» WRITTEN PROBLEM 1:
Please duplicate a passage from the Prime Cut article word for word, beginning at the words "Kansas City (and" and stopping after "WARNING! Spoilers ahead!".
» WRITTEN PROBLEM 2:
Name every real person (actor or crew member, not character) mentioned in the Prime Cut article.

Lee Marvin’s Beige Suit in Prime Cut

Lee Marvin and Sissy Spacek in Prime Cut (1972)

Lee Marvin and Sissy Spacek in Prime Cut (1972)

Vitals

Lee Marvin as Nick Devlin, mob enforcer

Kansas City (and Chicago), summer 1972

Film: Prime Cut
Release Date: June 28, 1972
Director: Michael Ritchie
Costume Designer: Patricia Norris

WARNING! Spoilers ahead!

Background

The beginning of Prime Cut follows a mysteriously packed package of meat as it journeys from Kansas City to Chicago, where it is received by Jake (Eddie Egan), the head of the Windy City’s Irish mob. The delivery’s significance is not lost on Jake, who promptly seeks out and recruits enforcer Nick Devlin (Lee Marvin) to head to Kansas and set things straight.

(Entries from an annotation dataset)
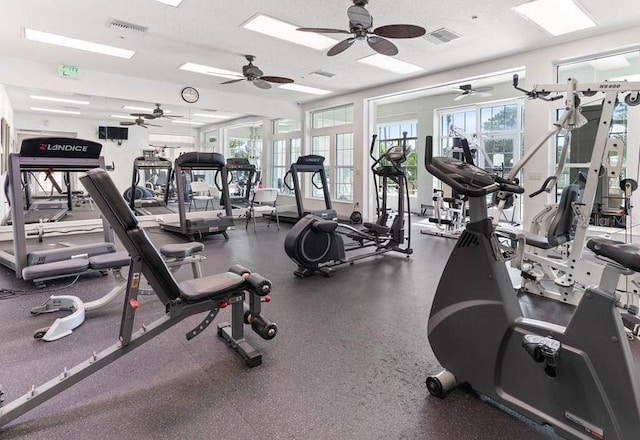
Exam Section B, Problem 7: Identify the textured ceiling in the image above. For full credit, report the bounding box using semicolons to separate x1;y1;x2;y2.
0;0;640;121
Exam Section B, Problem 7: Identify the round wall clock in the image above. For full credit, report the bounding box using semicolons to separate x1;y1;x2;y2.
180;87;200;104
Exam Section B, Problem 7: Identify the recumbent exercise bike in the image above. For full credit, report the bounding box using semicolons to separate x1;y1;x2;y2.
284;133;413;278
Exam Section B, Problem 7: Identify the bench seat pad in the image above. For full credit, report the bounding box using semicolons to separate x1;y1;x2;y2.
179;272;245;302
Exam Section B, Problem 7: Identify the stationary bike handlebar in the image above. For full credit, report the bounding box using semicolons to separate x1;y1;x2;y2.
424;136;524;197
282;170;293;191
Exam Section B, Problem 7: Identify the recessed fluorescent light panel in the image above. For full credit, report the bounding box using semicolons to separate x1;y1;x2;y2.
31;107;80;115
178;63;242;79
24;28;136;59
589;55;631;70
242;14;338;50
191;113;231;119
358;54;424;75
171;121;204;125
156;0;182;8
29;95;89;105
513;0;596;37
278;83;333;95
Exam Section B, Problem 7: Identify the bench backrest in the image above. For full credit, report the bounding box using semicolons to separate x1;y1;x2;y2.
80;168;180;304
547;184;580;246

» TASK ANSWER 1:
Kansas City (and Chicago), summer 1972

Film: Prime Cut
Release Date: June 28, 1972
Director: Michael Ritchie
Costume Designer: Patricia Norris

WARNING! Spoilers ahead!

» TASK ANSWER 2:
- Lee Marvin
- Sissy Spacek
- Michael Ritchie
- Patricia Norris
- Eddie Egan